Start of Page text
Issue note: How cities are utilizing the power of non-formal and informal learning to respond to the COVID-19 crisis
A new UNESCO issue note, produced by the UNESCO Institute for Lifelong Learning (UIL), aims to support education policy-makers and planners in utilizing the power of non-formal and informal learning to respond to the COVID-19 crisis. It explains lessons learned and suggests concrete measures for action.
In almost all countries affected by the COVID-19 pandemic, cities are the epicentres of infection and the frontlines for dealing with the vast implications of this public health emergency. In pursuit of effective education responses, many cities have mobilized cross-sectoral resources and are promoting, supporting and developing a variety of non-formal and informal learning initiatives to ensure continuity of education and equip and empower citizens with multi-faceted tools to face the crisis.
End of Page text
Start of Data
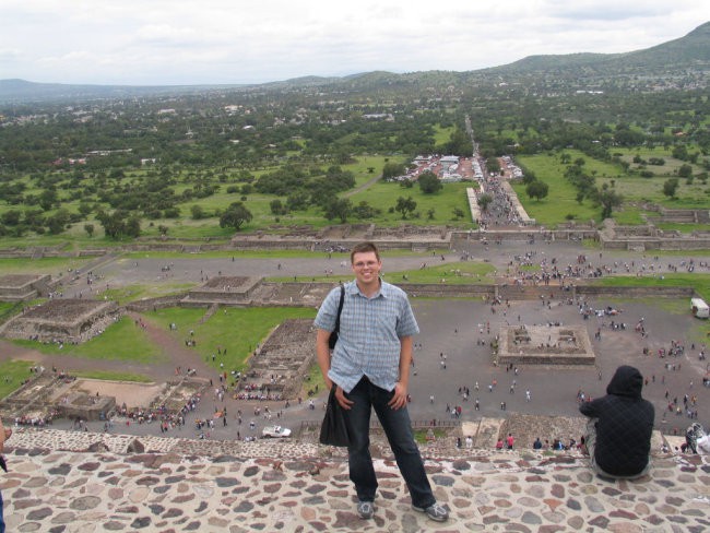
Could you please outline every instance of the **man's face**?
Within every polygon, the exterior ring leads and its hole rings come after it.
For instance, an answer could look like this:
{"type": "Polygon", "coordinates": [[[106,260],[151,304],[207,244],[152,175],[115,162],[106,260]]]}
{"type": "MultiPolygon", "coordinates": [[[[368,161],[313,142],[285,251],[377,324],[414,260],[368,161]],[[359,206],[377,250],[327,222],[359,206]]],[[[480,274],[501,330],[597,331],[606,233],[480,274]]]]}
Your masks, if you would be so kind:
{"type": "Polygon", "coordinates": [[[370,285],[379,283],[380,270],[382,262],[377,259],[374,251],[355,253],[353,256],[353,272],[358,283],[370,285]]]}

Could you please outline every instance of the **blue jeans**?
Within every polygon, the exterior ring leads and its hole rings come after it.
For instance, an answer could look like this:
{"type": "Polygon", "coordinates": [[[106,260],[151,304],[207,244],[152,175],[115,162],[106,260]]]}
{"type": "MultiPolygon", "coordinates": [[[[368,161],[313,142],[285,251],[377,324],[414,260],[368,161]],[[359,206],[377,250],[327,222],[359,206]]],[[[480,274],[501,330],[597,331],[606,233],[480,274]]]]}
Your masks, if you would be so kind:
{"type": "Polygon", "coordinates": [[[370,455],[370,413],[375,413],[384,429],[402,477],[410,489],[412,505],[426,508],[436,502],[424,470],[419,449],[412,435],[412,423],[406,407],[393,410],[387,403],[394,392],[372,384],[364,377],[345,396],[355,402],[347,414],[351,443],[347,447],[350,478],[355,484],[360,501],[374,501],[377,477],[370,455]]]}

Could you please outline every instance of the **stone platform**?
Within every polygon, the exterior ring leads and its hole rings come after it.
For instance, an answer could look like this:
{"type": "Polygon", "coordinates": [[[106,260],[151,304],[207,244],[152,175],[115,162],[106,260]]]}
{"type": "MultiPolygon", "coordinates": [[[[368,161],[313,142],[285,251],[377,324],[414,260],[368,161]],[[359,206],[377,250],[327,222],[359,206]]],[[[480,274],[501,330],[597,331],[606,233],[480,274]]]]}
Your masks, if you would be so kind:
{"type": "Polygon", "coordinates": [[[423,447],[451,510],[437,524],[411,509],[386,455],[375,518],[363,521],[340,449],[141,437],[145,452],[123,453],[133,439],[17,428],[0,474],[8,531],[710,531],[708,457],[659,454],[651,475],[606,482],[578,453],[423,447]]]}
End of Data
Exercise set |
#1 According to the page text, which institute produced the new UNESCO issue note?
#2 Using the page text, explain in one to three sentences why many cities are promoting, supporting and developing non-formal and informal learning initiatives.
#3 Please say whether each statement agrees with the page text, answering yes or no and quoting the deciding words: (a) The issue note is meant to support education policy-makers and planners. (b) The issue note explains lessons learned but offers no measures for action. (c) In almost all countries affected by the pandemic, rural areas are the epicentres of infection.

Responses for each task |
#1 The UNESCO Institute for Lifelong Learning (UIL).

#2 In pursuit of effective education responses to the COVID-19 crisis, many cities have mobilized cross-sectoral resources for these initiatives. The initiatives aim to ensure continuity of education and to equip and empower citizens with multi-faceted tools to face the crisis.

#3
(a) Yes: "aims to support education policy-makers and planners"
(b) No: "suggests concrete measures for action"
(c) No: "cities are the epicentres of infection"